■ Given records
——

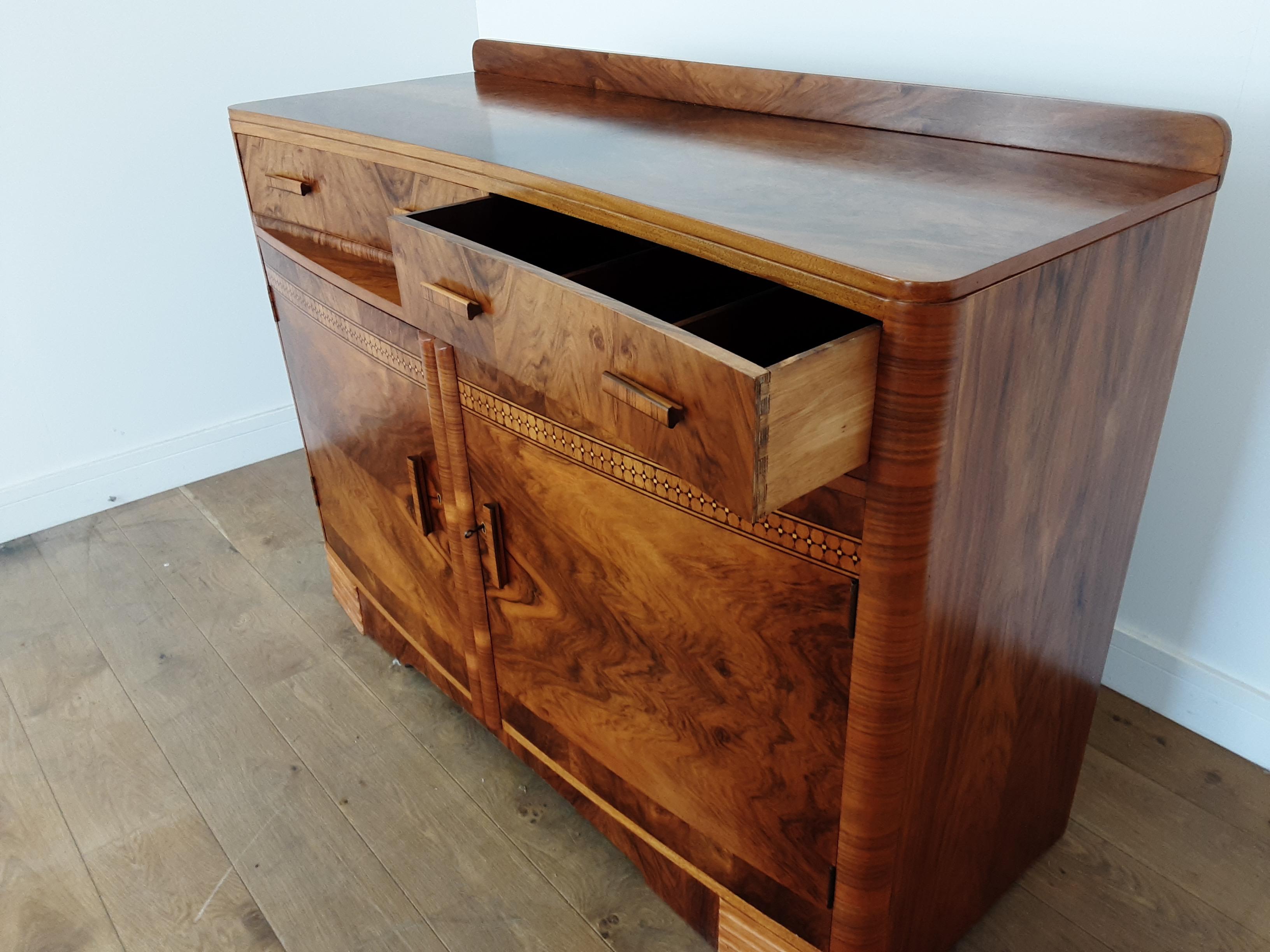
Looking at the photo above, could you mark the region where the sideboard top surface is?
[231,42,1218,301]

——

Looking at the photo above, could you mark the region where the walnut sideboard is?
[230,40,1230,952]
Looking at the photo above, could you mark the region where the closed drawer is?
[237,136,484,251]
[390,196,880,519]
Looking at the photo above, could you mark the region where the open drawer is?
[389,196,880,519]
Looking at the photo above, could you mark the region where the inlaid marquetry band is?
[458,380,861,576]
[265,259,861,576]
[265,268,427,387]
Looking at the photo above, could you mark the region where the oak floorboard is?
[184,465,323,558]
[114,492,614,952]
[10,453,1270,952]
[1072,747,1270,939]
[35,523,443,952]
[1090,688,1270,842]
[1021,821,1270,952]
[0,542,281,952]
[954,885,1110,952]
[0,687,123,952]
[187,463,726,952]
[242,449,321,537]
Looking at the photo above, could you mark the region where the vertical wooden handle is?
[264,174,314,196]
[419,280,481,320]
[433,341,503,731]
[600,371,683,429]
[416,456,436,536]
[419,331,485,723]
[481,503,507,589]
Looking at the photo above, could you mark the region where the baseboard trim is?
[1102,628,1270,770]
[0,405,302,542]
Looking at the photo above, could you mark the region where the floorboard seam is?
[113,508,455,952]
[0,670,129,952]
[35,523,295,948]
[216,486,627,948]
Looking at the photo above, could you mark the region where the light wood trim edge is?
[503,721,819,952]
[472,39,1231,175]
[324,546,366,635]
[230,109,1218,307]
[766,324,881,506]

——

■ Task to carry out
Set down, word for word and with nothing added, the records from the line containing "top surface is?" through the line containing "[231,42,1218,301]", both lines included.

■ Response below
Looking at the photo above, could you mark the region where the sideboard top surface is?
[231,42,1218,301]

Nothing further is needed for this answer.